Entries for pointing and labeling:
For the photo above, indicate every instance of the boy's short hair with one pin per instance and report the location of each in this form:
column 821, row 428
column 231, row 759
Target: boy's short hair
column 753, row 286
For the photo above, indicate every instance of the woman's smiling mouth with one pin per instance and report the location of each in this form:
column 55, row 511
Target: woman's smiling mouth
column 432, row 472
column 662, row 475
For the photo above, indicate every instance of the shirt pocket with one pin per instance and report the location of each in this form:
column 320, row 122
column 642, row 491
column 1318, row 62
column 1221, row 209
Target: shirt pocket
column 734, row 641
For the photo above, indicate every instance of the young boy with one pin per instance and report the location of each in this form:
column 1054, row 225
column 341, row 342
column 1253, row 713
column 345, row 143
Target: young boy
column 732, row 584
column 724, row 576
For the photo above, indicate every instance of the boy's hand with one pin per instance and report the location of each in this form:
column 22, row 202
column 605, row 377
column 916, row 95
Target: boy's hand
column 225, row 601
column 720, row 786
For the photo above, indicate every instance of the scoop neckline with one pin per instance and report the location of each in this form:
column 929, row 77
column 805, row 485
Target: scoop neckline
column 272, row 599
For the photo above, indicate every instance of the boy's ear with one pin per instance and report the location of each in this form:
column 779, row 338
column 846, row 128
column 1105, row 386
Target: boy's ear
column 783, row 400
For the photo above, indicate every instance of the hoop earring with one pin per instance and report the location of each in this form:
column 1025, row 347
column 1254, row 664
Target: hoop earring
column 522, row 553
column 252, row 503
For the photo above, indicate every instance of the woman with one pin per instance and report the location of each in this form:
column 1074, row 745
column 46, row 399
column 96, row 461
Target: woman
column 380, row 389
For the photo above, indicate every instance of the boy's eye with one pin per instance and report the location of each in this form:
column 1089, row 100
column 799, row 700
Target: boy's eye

■ PROBLEM TO WORK ON ■
Format all lines of the entries above as a single numbered list, omitting any blank lines.

■ RESULT ■
1. For the photo above, indicate every instance of the boy's short hair with one pin per instance and report the location of each in this form:
2. column 821, row 428
3. column 231, row 759
4. Target: boy's short hair
5. column 753, row 286
6. For the photo above, indicate every instance of the woman's smiling mouth with one pin per instance and report the location of each in this form:
7. column 55, row 511
8. Target: woman's smiling mouth
9. column 432, row 472
10. column 662, row 475
11. For the photo above, indicate every instance of the shirt pocket with one pin per instance and report the location of each in this form:
12. column 320, row 122
13. column 642, row 491
14. column 1318, row 62
15. column 1221, row 209
16. Target: shirt pocket
17. column 734, row 641
18. For the photo above, indicate every instance of the young boy with one pin per instance and report the location of each in this form:
19. column 1054, row 225
20. column 341, row 342
21. column 1253, row 713
22. column 345, row 143
23. Target: young boy
24. column 732, row 584
25. column 724, row 576
26. For the photo above, indicate every instance of the boy's hand with one pin per instance and report the location of each in this form:
27. column 22, row 202
28. column 605, row 377
29. column 916, row 95
30. Target: boy's hand
31. column 225, row 601
32. column 720, row 786
33. For the photo above, indicate every instance of the scoop neckline with one pin per instance and report the location of each in this form:
34. column 929, row 77
35. column 805, row 485
36. Target: scoop neckline
37. column 272, row 599
38. For the photo above, indicate every instance of the boy's ear with one pin per instance and report the location of each in this form:
39. column 779, row 338
40. column 846, row 128
41. column 1105, row 386
42. Target: boy's ear
43. column 783, row 400
44. For the photo above, indicate every instance of the hoop earring with one pin per instance and report the location of each in this form:
45. column 1025, row 347
46. column 1254, row 664
47. Target: hoop earring
48. column 522, row 553
49. column 252, row 503
50. For the photo above, indicate every instance of the woman with one pin per instance and report the location of each in this form:
51. column 1074, row 745
52. column 46, row 399
53. column 96, row 461
54. Target: woman
55. column 380, row 389
56. For the photo above, indicate every instance of the boy's eye with one pin per instance and report the location of each in this form:
57. column 1089, row 100
58. column 799, row 700
59. Target: boy's eye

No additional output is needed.